» EXERCISE BRIEF: Edit all the items below, changing "photograph" to "image" wherever it appears and keeping everything else the same. Don't include the pictures in your answer.

» EXERCISE MATERIALS:
++++++++++
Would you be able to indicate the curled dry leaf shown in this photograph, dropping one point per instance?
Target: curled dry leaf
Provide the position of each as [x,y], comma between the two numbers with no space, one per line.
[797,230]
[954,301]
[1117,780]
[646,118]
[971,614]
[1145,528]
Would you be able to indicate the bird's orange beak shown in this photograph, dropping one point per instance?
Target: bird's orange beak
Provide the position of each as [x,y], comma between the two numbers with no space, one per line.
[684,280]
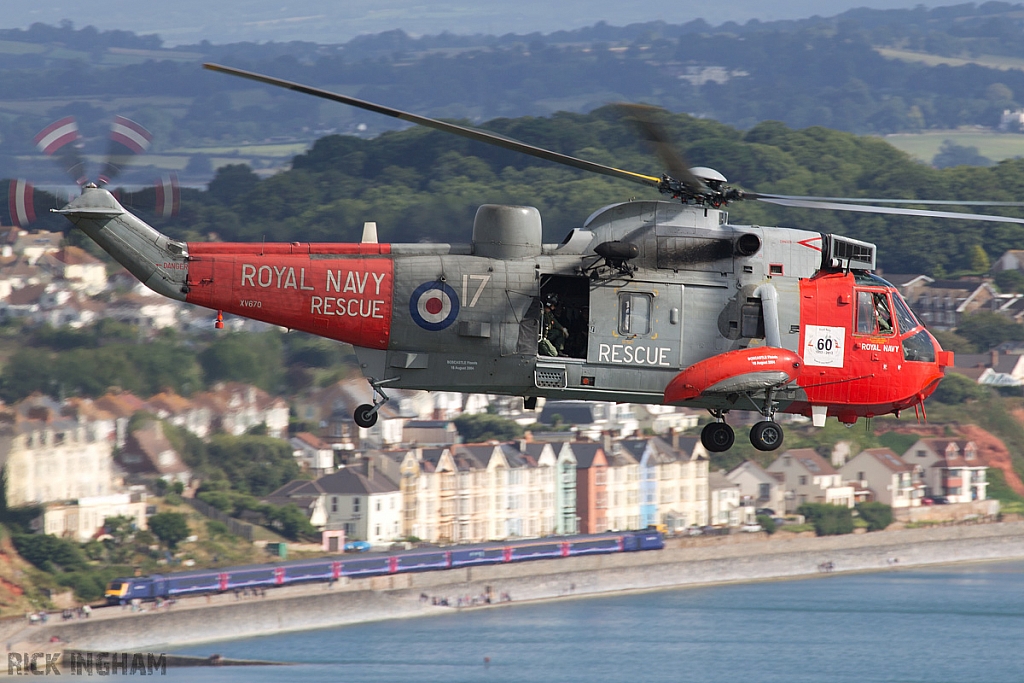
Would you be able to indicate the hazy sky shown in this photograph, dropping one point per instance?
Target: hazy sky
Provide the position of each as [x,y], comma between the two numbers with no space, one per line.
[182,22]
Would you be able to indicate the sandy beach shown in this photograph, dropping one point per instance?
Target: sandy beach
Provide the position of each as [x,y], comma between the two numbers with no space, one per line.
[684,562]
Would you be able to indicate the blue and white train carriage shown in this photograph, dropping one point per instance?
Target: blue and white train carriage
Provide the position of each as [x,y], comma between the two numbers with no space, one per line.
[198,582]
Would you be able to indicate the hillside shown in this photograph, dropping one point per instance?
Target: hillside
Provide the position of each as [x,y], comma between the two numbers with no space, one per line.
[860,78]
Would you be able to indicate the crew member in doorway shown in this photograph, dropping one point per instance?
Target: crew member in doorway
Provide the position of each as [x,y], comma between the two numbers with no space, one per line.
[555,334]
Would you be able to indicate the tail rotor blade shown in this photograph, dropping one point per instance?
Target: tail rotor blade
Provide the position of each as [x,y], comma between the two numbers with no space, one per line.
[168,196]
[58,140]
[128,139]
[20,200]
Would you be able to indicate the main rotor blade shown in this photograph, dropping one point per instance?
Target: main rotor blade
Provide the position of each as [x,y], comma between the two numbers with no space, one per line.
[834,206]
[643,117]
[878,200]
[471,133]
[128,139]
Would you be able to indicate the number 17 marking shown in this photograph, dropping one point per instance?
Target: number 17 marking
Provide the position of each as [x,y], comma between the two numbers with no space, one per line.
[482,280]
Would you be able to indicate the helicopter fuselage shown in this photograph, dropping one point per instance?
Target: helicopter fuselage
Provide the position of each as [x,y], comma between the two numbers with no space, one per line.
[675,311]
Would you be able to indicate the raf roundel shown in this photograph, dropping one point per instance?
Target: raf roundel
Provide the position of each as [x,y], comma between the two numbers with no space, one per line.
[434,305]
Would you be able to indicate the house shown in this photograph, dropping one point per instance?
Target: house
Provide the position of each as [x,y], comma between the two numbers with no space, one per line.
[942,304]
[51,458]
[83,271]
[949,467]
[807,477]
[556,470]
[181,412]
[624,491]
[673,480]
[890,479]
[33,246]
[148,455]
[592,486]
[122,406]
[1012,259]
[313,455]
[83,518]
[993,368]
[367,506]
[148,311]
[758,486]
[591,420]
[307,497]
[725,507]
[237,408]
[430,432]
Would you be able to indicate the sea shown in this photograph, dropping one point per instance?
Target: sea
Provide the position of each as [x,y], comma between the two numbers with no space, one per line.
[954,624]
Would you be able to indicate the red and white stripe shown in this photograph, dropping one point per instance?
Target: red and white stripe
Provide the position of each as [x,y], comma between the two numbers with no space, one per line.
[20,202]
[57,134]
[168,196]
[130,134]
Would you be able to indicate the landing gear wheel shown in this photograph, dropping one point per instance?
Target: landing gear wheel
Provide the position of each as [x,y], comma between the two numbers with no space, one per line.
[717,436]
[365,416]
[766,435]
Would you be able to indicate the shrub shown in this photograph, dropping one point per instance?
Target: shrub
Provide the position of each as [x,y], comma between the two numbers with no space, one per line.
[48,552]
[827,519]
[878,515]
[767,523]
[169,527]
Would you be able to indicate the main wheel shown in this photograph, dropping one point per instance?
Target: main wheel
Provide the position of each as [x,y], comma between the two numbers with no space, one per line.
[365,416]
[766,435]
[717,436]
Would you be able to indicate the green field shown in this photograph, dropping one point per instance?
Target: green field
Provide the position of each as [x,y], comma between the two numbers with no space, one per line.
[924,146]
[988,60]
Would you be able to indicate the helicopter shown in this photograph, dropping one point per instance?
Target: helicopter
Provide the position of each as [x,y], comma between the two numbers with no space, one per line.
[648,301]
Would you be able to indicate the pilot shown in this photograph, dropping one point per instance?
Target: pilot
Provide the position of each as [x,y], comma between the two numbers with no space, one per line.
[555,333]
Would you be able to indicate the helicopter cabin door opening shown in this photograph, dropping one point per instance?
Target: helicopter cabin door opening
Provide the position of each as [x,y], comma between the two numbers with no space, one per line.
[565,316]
++++++++++
» RIGHT ANSWER:
Would you be able to indicate the curled dry leaf shown in this image, dropping one point per instance?
Target: curled dry leaf
Provide the position of each as [x,y], comma between the two numbers with no space, one per line.
[797,230]
[954,301]
[1117,780]
[646,118]
[971,614]
[1145,528]
Would you be able to indicate the bird's orange beak shown in this image, dropping one point per instance?
Target: bird's orange beak
Provide the position of each as [x,y], comma between the two numbers with no space, one per line.
[684,280]
Would you be able to indicate the hazy sky shown in this image, dropping one point per instance?
Target: hazy sky
Provide the position of each as [x,y], comma between the two numbers with no space, one per line.
[182,22]
Would you be able to indicate the sandy beach shown in this image, dropping one point per instance?
Target: sandy beach
Provide the position of each as [x,y], comma between the two numbers with no space, one per line.
[684,562]
Would you be able to indicate the blue and white train carriage shown in this image, dropping one point per instance?
Target: blue and white train carriage
Provide the position of each as [x,y], comma between the two numbers with no space, one per line.
[198,582]
Would you be able to indicate the hillside shown in this image, dropping one point per instance?
Target: hillside
Provide the position of each as [x,y], comma between the two numbers with no space, one per line.
[860,78]
Would you be able to indicate the crew member in doorway shown in this image, dropping one point per instance?
Target: crew member in doorway
Provide the position of each as [x,y], comma between the two numbers with no space, one per line.
[555,334]
Would you be able to indicate the tail rotor blade shown in this image, dropping one point per instance?
Target: tail rotor blade
Provide the position of each as [x,y], comma between the two numbers with no space, one per line.
[168,196]
[58,140]
[128,139]
[20,200]
Would you be able to indicate the main rotor blade shown in this image, dropping one point per instance?
Target: main rotor blade
Provide the position of each as [x,y], comma between the two numbers with no space, one per line.
[834,206]
[643,117]
[878,200]
[471,133]
[128,139]
Would you be able to indicate the number 17 marking shown in this image, dropping one point per instance?
Target: number 17 marking
Provide the position of each as [x,y], comma between the two numbers with no space, one per line.
[482,280]
Would you be able to indicate the helicopter fuselage shown in this image, dropping one point per instance?
Target: helicopter fuselage
Provide the position of each as [x,y], comma between the two numbers with no space, one per line.
[675,311]
Would you be able to indicate the raf roundel shown in this image, dropping one point per instance?
Target: raf roundel
Provide the position of each as [x,y], comma between the two numbers with no space, one per line.
[434,305]
Would you be able to indicate the house shown in this image, dropping one point per instance?
Target: house
Provide the position of each as [x,y], comma between the two numbers with no space, one per line.
[942,304]
[51,458]
[83,271]
[949,467]
[807,477]
[556,470]
[181,412]
[624,491]
[673,480]
[890,479]
[33,246]
[148,455]
[592,486]
[122,406]
[1012,259]
[313,455]
[83,518]
[993,368]
[367,506]
[148,311]
[758,486]
[591,420]
[307,497]
[725,507]
[237,408]
[430,432]
Would you be able to indicate the sea shown in this image, dropping one point per instance?
Target: sea
Provide the position of each as [x,y], comma between the two numbers with no space, one per line.
[954,624]
Would you be able to indicate the red and white stripe shown in this image, dropping one point per instance?
Target: red and white stripe
Provide the position of each as [x,y], comma between the two numbers with no space, one per line.
[20,202]
[57,134]
[168,196]
[130,134]
Would you be able to indicate the landing gear wheel shown in this image, dropping one point per instance?
Target: landing gear wheel
Provide the position of each as [x,y], comma between the two numbers with no space, one per line.
[717,436]
[365,416]
[766,435]
Would you be able to indicate the shrub shown in this image, dropping one point per instance?
Target: shrub
Provide the position of each as [x,y], comma between the two numbers with no space, one per line.
[48,552]
[827,519]
[878,515]
[767,523]
[169,527]
Would you be able to indicate the main wheel shown in this image, dropping one point per instance?
Target: main wheel
Provide the position of each as [x,y], comma between the two numbers with no space, one per line.
[365,416]
[766,435]
[717,436]
Would you be able to indicate the green field shown in this image, dropping one point per instance?
Target: green field
Provide the position of each as [x,y], comma between the two numbers with no space, one per line.
[924,146]
[988,60]
Would you be able to indicate the helicopter shown in this image, dropping one point per instance?
Target: helicopter
Provide the position of each as [x,y], comma between the two numbers with no space, one per line.
[648,301]
Would you be able to indicate the pilot shown in this image, dropping one point per instance?
Target: pilot
Provide the position of each as [x,y], comma between the two numbers with no space, one per line.
[555,333]
Would you be able to indicate the helicopter cabin door opening shown in this image, dropping one point per instance?
Target: helicopter cabin door opening
Provide the position of each as [x,y], comma between the two numbers with no space, one per line.
[565,316]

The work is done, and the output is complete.